▶ [Data shown]
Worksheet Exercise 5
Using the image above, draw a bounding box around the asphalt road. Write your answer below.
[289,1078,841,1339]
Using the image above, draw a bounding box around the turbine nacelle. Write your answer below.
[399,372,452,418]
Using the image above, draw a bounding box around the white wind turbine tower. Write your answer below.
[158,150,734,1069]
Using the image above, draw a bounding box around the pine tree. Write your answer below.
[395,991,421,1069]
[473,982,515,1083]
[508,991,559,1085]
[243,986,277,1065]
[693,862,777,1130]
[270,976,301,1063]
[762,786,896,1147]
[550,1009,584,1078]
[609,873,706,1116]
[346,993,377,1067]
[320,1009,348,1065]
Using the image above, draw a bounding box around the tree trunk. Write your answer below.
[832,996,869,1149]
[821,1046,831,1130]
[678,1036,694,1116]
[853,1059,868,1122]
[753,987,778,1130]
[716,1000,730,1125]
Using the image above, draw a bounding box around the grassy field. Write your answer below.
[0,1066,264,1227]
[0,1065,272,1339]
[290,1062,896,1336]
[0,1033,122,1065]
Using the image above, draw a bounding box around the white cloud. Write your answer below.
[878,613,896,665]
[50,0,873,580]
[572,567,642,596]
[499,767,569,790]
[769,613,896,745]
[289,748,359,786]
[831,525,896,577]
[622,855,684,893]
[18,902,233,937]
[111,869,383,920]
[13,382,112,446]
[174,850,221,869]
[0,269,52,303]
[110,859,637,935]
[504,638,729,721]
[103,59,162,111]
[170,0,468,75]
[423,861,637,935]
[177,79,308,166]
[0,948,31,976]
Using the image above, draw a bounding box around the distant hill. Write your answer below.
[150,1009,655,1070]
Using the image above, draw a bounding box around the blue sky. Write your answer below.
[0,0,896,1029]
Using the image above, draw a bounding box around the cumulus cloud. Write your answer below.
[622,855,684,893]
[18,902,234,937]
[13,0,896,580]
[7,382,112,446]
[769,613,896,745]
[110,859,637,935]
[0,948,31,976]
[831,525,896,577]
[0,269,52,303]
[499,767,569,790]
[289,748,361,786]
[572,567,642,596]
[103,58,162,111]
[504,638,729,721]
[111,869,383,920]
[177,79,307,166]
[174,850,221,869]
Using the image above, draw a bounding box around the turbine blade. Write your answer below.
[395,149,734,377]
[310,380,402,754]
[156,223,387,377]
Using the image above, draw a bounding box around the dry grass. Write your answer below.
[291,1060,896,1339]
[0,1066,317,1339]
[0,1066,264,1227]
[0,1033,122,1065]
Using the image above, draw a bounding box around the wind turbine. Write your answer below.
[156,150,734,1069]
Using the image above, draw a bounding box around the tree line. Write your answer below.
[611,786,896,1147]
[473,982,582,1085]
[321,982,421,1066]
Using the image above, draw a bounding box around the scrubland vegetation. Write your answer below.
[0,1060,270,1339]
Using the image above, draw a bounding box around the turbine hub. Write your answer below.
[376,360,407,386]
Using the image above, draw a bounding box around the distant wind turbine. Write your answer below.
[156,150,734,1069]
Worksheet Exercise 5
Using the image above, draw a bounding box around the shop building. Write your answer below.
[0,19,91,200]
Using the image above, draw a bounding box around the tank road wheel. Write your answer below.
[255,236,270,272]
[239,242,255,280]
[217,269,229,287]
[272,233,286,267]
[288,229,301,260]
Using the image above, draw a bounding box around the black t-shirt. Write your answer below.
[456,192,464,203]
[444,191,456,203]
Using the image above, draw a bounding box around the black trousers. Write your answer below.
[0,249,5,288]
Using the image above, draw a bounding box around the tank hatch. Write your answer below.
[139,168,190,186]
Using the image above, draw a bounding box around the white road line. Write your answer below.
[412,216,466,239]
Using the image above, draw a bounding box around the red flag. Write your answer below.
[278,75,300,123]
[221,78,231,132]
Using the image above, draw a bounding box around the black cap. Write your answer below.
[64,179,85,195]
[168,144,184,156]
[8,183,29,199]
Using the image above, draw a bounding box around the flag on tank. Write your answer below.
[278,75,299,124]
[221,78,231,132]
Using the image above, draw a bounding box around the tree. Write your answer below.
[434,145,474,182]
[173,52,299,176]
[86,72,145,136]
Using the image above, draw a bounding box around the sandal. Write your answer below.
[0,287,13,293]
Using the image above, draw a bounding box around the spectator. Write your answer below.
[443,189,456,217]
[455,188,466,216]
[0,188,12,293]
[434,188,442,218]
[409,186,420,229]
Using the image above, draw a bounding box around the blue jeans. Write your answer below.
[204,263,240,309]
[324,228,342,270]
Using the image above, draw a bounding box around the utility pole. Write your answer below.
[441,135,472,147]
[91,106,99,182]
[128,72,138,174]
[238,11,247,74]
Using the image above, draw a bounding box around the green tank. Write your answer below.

▶ [What you will do]
Please copy out every row above, switching "bounding box" to "rectangle" and keeping everything else the same.

▶ [Written answer]
Worksheet Exercise 5
Using the image above, draw a rectangle around the asphalt road. Write your answer below.
[289,1078,841,1339]
Using the image above, draw a rectangle around the turbine nacelle. Write your answer below.
[399,372,452,418]
Using the image above, draw a rectangle around the white wind turbine tower. Write your answer below.
[158,150,734,1069]
Using the image above, draw a rectangle around the pine tree. Write your answer below.
[395,991,421,1069]
[473,982,515,1083]
[508,991,559,1085]
[243,986,277,1065]
[693,862,777,1130]
[270,976,301,1063]
[762,786,896,1147]
[550,1009,584,1078]
[609,873,706,1116]
[346,993,377,1067]
[320,1009,348,1065]
Using the image above, draw a rectangle around the tree trunk. Write your answer below.
[832,996,869,1149]
[821,1046,831,1130]
[678,1036,694,1116]
[853,1059,868,1122]
[753,987,778,1130]
[716,1000,730,1125]
Using the image above, draw a rectangle around the grassy field. Write your answer below.
[0,1066,264,1227]
[0,1065,272,1339]
[290,1062,896,1336]
[0,1033,122,1065]
Using the image above, draw a rectangle around the white cloud. Write your answer below.
[878,613,896,665]
[50,0,873,580]
[572,567,642,596]
[499,767,569,790]
[769,613,896,745]
[289,748,359,786]
[831,525,896,577]
[622,855,684,893]
[18,902,233,937]
[111,869,383,920]
[13,382,112,446]
[174,850,221,869]
[0,269,52,303]
[110,859,637,935]
[504,638,729,721]
[103,59,162,111]
[170,0,468,75]
[423,861,637,935]
[177,79,308,166]
[0,948,31,976]
Using the image above, draw a rectangle around the distant hill. Write your answer below.
[150,1009,655,1070]
Using the image above, draw a rectangle around the blue sky. Write your answer below.
[0,0,896,1029]
Using the image above, draw a rectangle around the cumulus cloud. Write your answer below.
[622,855,684,893]
[18,902,234,937]
[13,0,896,580]
[7,382,112,446]
[769,613,896,745]
[110,859,637,935]
[0,948,31,976]
[831,525,896,577]
[0,269,52,303]
[499,767,569,790]
[289,748,361,786]
[572,567,642,596]
[103,58,162,111]
[504,638,729,721]
[111,869,383,920]
[177,79,307,166]
[174,850,221,869]
Using the image above, draw a rectangle around the turbine blade. Write your answer below.
[395,149,734,377]
[310,380,402,754]
[156,223,387,377]
Using the image above, draw a rectangle around the dry grass. Write your answer below.
[291,1060,896,1339]
[0,1066,317,1339]
[0,1066,264,1227]
[0,1033,122,1065]
Using the image above, draw a rectangle around the wind turbine. Write your answer below.
[156,150,734,1069]
Using the image above, draw a rectangle around the tree line. Write your answer below.
[611,786,896,1147]
[473,982,582,1085]
[321,982,421,1066]
Using the image above, draw a rectangle around the scrubland vegetation. Write your answer below.
[0,1060,270,1339]
Using the image above, draw a rectangle around the turbine hub. Write your answer below.
[376,360,407,386]
Using the image above, draw a rectangle around the distant wind turbine. Write your answer below.
[156,150,734,1069]
Worksheet Exercise 5
Using the image above, draw a rectangle around the shop building. Write your answer below.
[0,19,91,200]
Using the image above, draw a rectangle around the tank road wheel. Write your answer below.
[255,236,270,272]
[239,242,255,280]
[217,269,229,287]
[272,233,286,267]
[288,229,301,260]
Using the image above, draw a rectangle around the black t-shirt. Write your answer below.
[456,192,464,203]
[444,191,456,203]
Using the image above, draw a rectangle around the black trousers. Write your answer below.
[0,249,5,288]
Using the image above, draw a rectangle around the tank hatch. Write your answer below.
[139,168,190,186]
Using the image above, draw a rectangle around the white road line. Write your answer below.
[412,216,466,239]
Using the image above, draw a rectangle around the red flag. Write your answer below.
[278,75,300,123]
[221,78,231,132]
Using the image above, draw a rectangle around the black cap. Write your answer below.
[64,179,85,195]
[168,144,184,156]
[8,183,29,199]
Using the image above, draw a rectangle around the flag on tank. Write your answer below.
[278,75,299,124]
[221,78,231,132]
Using the image above, draw a rectangle around the tree. Write your answer below.
[434,145,474,182]
[173,52,299,176]
[86,72,145,136]
Using the image above, draw a rectangle around the sandal. Write your answer below.
[0,287,13,293]
Using the image above, draw a rectangle around the spectator. Write your answer below.
[443,189,456,217]
[455,188,466,216]
[0,188,12,293]
[434,188,442,218]
[409,186,420,229]
Using the image above, draw a rectangle around the blue jeans. Write your answer below.
[204,263,240,309]
[324,228,342,270]
Using the image above, draw a rectangle around the utility pole. Write your answer below.
[441,135,472,147]
[91,106,99,182]
[128,72,138,174]
[238,11,247,74]
Using the image above, draw a rectangle around the green tank. Write your answer below.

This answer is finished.